» **WRITTEN PROBLEM 1**
Revise the steam generator passage from "The EPRI slides" up to and including "with my opinion.", replacing "SGTF meeting" with "task force meeting".

» **PASSAGE GIVEN**
<<<<

The EPRI slides used during the SGTF meeting provide example plants to illustrate their position with Plant A representing an alloy 690TT design and Plant B an alloy 600TT design. I will comment on each design type separately and conclude with my opinion.
Second generation steam generators with thermally treated alloy 600 tubing:
There are several examples from the industry presentation that illustrate potential weaknesses in the assumptions used in the operational assessment process:
The third bullet on slide 27 states: Expect that only a limited number of crack indications with minor severity will be occasionally observed in the future. The term minor severity is an appropriate generalization for the majority of the cracks but there are some notable exceptions.
Vogtle Unit 1 (in 2008) SG 4 Row 11 Column 62, axial ODSCC at the top of the hot leg tubesheet. This tube was removed for metallographic analysis and the maximum crack depth on all three cracks was 100% through-wall.
Vogtle Unit 1 (in 2008) SG 4 Row 12 Column 98, circumferential ODSCC at the top of the hot leg tubesheet. This tube was also removed for metallographic analysis and the maximum crack depth was 80% through-wall.

>>>>

» **ENTRIES**
<<<<

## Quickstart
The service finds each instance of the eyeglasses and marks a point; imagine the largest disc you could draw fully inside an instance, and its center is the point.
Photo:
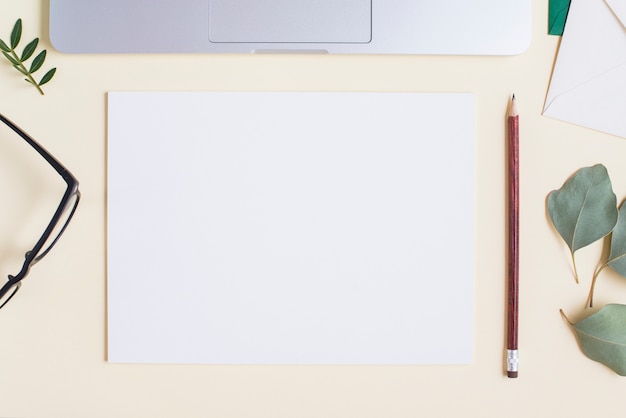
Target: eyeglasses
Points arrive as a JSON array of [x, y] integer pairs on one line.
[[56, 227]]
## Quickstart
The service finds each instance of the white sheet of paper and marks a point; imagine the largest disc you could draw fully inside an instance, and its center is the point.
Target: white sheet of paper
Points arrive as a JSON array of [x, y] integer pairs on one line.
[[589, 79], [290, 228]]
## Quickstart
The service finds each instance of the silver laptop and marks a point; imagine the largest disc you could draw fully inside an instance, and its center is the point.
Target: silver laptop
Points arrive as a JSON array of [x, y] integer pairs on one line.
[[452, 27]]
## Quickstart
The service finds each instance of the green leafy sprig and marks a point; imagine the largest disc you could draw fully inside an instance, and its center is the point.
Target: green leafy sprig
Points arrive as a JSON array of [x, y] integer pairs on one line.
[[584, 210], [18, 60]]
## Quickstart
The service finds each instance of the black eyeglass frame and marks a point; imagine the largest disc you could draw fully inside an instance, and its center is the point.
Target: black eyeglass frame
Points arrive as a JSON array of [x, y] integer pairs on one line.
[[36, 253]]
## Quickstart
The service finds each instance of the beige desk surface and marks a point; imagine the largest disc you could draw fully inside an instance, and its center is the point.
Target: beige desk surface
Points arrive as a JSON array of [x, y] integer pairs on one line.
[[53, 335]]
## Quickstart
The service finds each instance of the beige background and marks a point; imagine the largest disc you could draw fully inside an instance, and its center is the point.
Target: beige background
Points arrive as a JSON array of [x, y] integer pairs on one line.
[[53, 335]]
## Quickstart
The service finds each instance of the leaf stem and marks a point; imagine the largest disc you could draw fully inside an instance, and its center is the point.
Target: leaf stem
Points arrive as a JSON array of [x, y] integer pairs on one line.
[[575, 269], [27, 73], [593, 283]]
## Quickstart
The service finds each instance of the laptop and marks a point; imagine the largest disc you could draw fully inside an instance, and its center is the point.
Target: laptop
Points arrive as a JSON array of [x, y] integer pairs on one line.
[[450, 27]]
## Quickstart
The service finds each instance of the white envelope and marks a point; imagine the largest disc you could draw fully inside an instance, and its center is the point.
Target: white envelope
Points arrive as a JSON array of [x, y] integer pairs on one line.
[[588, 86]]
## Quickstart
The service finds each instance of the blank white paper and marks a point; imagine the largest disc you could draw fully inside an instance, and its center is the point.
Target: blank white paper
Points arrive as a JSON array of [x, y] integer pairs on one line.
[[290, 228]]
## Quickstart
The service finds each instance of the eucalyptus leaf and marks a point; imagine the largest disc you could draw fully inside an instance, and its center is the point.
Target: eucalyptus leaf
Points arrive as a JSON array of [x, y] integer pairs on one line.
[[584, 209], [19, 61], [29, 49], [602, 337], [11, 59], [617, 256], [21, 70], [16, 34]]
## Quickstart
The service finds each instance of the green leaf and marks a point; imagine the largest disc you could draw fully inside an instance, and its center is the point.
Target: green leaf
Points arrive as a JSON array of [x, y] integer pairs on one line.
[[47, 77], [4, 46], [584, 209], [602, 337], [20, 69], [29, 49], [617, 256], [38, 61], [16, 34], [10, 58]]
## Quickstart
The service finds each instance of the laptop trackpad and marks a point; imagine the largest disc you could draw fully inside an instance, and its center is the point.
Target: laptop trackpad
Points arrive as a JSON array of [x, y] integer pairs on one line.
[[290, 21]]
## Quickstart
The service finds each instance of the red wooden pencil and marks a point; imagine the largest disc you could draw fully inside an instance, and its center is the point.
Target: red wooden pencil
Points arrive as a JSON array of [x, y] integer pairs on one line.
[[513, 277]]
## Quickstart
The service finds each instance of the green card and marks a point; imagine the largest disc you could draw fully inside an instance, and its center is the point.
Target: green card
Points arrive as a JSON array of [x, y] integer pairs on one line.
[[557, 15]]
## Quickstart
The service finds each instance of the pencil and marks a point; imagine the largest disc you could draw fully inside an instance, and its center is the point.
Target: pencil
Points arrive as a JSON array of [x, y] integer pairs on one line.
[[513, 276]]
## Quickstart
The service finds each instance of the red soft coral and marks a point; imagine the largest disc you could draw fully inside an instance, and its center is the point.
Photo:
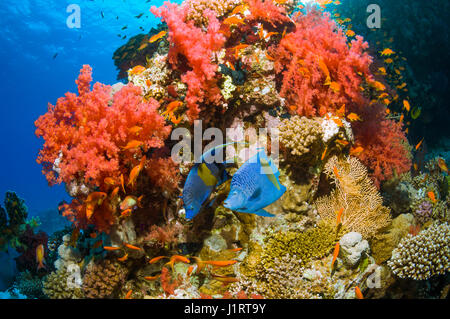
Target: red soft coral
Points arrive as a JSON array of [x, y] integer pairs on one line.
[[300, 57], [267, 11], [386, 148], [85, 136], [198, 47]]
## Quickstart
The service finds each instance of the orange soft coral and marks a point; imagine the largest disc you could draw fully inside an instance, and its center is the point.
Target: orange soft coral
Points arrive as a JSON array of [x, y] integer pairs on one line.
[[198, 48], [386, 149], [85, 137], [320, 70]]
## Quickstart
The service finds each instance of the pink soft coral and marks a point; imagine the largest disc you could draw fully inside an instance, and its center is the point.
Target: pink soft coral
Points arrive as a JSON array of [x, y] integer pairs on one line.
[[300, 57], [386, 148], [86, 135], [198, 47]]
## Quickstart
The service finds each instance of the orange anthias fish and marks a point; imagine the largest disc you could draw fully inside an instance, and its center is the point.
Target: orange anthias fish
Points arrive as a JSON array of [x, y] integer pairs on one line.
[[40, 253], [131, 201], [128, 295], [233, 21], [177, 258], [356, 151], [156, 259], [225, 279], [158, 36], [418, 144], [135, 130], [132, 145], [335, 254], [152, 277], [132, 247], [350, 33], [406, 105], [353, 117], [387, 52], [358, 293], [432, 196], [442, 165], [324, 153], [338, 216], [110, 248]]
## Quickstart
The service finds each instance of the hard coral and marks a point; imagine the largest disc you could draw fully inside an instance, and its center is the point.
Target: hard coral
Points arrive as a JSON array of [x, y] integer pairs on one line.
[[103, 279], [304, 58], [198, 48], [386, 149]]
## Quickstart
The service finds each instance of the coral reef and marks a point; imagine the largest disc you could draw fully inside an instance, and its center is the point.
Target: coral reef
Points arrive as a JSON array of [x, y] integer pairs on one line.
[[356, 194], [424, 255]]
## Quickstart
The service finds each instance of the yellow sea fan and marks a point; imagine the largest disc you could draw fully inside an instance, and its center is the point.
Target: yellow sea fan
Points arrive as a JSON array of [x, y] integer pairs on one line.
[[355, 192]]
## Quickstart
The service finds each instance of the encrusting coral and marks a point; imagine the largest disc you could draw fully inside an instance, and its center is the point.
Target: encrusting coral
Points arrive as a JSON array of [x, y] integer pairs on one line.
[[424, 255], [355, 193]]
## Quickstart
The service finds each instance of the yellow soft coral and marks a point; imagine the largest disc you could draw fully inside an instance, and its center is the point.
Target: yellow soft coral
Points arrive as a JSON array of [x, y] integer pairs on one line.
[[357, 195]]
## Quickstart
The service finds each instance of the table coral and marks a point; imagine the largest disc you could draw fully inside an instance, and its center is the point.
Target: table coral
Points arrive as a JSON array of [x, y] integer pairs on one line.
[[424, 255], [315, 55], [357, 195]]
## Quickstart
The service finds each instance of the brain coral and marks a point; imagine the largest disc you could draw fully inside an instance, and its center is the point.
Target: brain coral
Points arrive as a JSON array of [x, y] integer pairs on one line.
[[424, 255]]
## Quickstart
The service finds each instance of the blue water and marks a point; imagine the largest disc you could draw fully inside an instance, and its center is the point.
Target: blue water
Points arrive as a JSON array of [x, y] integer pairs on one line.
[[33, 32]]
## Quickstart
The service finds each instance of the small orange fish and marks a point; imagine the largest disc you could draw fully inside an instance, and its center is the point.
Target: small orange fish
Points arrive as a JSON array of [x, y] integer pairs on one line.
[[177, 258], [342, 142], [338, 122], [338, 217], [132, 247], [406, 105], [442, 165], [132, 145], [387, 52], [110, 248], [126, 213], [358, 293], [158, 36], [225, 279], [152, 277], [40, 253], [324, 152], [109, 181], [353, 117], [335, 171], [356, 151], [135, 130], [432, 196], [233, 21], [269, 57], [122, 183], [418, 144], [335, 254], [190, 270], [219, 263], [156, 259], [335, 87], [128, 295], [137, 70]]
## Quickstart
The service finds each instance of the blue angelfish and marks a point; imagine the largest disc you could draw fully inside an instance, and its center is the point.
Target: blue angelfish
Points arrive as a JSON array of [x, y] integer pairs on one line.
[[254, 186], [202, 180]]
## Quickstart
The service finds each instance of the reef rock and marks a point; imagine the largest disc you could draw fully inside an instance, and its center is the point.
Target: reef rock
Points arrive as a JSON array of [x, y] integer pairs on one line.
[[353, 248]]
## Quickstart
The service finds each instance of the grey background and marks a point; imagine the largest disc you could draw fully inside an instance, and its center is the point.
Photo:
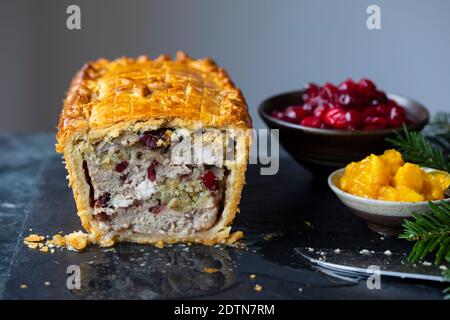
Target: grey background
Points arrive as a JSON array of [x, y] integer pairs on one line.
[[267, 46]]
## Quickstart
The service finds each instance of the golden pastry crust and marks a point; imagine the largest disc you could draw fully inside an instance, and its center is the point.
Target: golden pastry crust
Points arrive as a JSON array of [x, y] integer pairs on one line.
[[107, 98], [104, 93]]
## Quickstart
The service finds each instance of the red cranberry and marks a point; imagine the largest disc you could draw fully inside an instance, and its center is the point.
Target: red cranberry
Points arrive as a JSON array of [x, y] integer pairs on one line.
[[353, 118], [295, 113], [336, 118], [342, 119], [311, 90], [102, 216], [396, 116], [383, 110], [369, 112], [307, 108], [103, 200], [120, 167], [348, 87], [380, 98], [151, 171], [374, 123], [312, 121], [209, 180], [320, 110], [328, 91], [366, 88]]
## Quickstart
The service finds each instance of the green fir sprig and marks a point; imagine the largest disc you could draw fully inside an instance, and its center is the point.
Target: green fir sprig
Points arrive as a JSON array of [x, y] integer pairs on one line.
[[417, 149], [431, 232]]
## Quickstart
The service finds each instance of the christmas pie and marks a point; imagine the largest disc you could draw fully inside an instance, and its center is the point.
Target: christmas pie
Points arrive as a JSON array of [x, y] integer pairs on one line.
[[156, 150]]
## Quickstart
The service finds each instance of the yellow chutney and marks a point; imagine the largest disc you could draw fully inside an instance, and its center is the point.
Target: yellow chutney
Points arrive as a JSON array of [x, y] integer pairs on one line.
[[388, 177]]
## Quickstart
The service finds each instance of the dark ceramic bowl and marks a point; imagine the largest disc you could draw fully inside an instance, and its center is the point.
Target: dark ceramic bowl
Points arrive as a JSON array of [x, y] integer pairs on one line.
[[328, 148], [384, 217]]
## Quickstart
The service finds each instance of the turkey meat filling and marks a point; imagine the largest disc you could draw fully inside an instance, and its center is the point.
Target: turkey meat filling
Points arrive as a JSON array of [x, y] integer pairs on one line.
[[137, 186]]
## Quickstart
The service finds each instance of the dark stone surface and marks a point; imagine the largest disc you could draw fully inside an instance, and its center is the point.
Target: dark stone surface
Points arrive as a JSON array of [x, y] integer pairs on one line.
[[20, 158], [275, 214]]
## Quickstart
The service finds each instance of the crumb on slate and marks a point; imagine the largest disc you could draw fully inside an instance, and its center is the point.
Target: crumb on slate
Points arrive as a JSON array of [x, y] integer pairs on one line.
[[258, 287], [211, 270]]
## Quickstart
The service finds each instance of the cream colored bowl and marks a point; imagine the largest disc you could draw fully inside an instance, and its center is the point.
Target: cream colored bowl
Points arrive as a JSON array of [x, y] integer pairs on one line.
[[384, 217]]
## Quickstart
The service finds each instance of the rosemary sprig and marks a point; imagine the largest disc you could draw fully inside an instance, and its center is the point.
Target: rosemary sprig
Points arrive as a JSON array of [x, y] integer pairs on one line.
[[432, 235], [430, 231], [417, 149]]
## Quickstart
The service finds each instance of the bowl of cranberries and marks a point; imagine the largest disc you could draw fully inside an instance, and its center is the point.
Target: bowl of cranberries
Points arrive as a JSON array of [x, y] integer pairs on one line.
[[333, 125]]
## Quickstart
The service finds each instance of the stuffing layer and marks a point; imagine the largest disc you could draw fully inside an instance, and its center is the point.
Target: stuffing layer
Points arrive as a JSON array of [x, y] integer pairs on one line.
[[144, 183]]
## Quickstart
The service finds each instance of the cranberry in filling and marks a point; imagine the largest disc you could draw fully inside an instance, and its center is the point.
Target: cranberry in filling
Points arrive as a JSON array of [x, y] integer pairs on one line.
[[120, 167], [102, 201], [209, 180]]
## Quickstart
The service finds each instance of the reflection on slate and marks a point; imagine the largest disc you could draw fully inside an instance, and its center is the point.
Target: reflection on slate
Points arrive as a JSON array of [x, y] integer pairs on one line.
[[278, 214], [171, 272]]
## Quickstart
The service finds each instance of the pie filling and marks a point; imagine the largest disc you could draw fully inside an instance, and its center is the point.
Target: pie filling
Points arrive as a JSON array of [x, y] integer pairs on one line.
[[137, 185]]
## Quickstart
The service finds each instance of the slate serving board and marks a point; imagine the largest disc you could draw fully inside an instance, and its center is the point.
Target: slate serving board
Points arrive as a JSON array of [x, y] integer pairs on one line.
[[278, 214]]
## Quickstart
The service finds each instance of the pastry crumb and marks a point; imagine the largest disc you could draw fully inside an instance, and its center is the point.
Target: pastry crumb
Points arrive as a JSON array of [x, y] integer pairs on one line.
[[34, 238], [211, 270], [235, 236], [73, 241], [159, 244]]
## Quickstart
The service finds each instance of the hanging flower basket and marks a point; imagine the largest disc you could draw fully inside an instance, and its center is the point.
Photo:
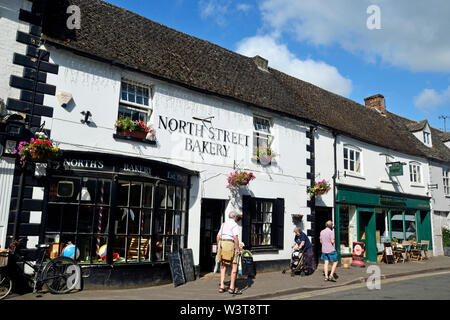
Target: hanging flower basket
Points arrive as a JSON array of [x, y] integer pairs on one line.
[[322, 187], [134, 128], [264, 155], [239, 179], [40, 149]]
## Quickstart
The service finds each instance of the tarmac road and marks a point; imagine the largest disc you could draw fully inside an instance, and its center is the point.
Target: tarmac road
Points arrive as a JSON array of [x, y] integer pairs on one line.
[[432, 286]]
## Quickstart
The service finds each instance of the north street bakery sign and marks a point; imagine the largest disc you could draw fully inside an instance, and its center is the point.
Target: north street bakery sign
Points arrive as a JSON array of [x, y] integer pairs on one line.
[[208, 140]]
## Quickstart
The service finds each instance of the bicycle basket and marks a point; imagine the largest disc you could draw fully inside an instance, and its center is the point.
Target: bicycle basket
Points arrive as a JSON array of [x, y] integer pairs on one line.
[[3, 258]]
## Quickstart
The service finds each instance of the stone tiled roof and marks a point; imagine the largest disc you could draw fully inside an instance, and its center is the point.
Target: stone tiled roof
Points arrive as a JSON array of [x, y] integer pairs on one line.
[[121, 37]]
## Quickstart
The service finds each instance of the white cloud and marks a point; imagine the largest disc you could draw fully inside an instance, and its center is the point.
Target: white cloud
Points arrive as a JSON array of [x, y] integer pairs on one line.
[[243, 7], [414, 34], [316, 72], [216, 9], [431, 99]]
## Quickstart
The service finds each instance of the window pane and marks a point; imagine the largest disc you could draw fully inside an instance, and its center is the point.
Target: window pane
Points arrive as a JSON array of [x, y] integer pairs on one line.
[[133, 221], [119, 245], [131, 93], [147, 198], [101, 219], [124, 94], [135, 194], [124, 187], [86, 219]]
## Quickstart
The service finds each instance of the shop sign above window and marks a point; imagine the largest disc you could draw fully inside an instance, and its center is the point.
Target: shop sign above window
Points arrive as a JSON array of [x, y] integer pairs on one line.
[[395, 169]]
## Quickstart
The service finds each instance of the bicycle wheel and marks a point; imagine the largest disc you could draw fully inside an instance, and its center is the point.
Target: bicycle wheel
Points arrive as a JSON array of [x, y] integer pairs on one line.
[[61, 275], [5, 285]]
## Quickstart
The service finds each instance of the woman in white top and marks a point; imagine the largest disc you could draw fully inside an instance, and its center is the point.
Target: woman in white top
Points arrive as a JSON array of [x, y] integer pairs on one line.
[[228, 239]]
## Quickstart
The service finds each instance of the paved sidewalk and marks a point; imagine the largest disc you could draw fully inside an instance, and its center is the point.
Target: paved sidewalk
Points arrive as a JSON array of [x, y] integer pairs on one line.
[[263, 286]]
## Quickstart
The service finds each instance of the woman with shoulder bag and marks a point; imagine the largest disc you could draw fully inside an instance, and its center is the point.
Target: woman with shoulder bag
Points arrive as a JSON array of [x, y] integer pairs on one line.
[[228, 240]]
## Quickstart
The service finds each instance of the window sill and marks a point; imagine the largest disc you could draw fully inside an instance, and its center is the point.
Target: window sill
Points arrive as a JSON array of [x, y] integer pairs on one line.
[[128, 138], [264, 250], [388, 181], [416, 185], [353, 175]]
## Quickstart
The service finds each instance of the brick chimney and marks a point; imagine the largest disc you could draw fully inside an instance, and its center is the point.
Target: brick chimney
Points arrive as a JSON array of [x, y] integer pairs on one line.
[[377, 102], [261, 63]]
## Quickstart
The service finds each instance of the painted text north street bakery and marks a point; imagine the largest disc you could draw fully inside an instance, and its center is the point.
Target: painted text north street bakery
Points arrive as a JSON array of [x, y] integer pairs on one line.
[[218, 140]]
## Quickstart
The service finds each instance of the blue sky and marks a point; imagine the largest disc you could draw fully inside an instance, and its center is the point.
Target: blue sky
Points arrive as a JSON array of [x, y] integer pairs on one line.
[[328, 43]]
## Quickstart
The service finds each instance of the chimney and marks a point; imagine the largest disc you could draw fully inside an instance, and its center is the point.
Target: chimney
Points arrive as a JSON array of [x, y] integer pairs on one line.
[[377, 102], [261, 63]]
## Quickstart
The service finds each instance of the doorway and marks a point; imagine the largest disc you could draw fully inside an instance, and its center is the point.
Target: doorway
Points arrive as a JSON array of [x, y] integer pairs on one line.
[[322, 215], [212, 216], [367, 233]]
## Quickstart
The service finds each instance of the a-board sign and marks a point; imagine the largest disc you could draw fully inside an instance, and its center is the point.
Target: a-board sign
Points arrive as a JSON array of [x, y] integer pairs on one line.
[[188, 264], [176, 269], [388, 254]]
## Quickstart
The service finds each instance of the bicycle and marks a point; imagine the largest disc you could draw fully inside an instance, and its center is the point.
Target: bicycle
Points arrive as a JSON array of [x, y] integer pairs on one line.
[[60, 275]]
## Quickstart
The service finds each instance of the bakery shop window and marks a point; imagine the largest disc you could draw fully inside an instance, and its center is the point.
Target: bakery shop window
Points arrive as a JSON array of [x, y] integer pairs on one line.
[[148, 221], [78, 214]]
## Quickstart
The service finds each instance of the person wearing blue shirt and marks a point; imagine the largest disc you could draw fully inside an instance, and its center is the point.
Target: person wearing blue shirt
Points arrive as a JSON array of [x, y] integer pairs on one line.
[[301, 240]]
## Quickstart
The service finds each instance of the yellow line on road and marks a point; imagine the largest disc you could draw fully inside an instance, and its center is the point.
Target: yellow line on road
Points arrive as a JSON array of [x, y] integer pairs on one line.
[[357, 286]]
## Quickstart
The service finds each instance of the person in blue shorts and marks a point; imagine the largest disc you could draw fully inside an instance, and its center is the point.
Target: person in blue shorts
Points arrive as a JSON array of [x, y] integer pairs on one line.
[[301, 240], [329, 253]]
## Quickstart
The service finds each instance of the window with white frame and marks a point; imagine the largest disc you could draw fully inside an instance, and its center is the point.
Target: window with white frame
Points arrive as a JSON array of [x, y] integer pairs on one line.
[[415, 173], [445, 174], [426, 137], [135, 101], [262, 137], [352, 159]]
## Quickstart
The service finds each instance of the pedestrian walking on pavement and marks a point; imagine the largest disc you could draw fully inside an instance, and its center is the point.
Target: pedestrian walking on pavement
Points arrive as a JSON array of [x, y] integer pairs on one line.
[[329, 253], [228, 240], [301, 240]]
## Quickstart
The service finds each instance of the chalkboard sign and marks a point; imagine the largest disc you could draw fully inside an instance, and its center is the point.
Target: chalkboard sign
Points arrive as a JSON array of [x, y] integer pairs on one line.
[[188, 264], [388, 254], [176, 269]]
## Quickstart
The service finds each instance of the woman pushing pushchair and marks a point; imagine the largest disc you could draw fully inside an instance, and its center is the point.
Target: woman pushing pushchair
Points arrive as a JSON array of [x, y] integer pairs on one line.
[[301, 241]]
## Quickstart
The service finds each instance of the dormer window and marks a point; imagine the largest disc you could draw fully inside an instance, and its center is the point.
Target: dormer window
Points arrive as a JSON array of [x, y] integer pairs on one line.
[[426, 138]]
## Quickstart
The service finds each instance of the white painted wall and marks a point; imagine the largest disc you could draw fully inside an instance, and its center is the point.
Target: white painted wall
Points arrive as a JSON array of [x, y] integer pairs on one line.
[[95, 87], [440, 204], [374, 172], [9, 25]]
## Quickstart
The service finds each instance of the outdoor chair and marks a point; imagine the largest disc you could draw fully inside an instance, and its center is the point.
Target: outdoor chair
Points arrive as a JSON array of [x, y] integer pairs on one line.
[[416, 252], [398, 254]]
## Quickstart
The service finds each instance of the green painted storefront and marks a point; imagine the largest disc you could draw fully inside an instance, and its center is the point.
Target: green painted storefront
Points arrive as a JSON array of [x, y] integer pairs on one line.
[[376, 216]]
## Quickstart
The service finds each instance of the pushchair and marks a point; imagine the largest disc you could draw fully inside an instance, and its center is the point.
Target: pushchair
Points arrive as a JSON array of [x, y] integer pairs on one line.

>>>>

» **WRITTEN PROBLEM 2**
Reproduce the records from their start up to and including the line with "[[584, 210], [18, 60]]", keeping the requests as they are. Multiply every point coordinate in the answers by 2.15 and round each to a whole number, with halves rounded up, and omit the pictures.

» **WRITTEN RESPONSE 1**
The EPRI slides used during the task force meeting provide example plants to illustrate their position with Plant A representing an alloy 690TT design and Plant B an alloy 600TT design. I will comment on each design type separately and conclude with my opinion.

» **WRITTEN RESPONSE 2**
## Quickstart
The service finds each instance of the eyeglasses and marks a point; imagine the largest disc you could draw fully inside an instance, and its center is the point.
Photo:
Target: eyeglasses
Points arrive as a JSON array of [x, y] integer pairs on one line.
[[120, 488]]
## Quickstart
The service finds each instance of the white sheet of paper and marks a point; imagine the largest disc you could draw fully inside an instance, and its center is the point.
Target: white sheet of paper
Points arrive as a JSON array of [x, y] integer pairs on one line.
[[1266, 170], [624, 490]]
## Quickstart
The service finds each instance of the silver laptop and marks a point; imagine the largest disc you could draw fully inside an instance, and its center is the point.
Target: silver laptop
Points arrive as a JSON array of [x, y] integer pairs on one line.
[[972, 58]]
## Quickstart
The service finds each instance of the green leafy sprig and marks a point; imagine the largest disc you could draw fully inside an instance, and its center is the point.
Target: green leafy sprig
Points arrive as a JSON array of [x, y] integer pairs on one line.
[[1256, 452], [39, 129]]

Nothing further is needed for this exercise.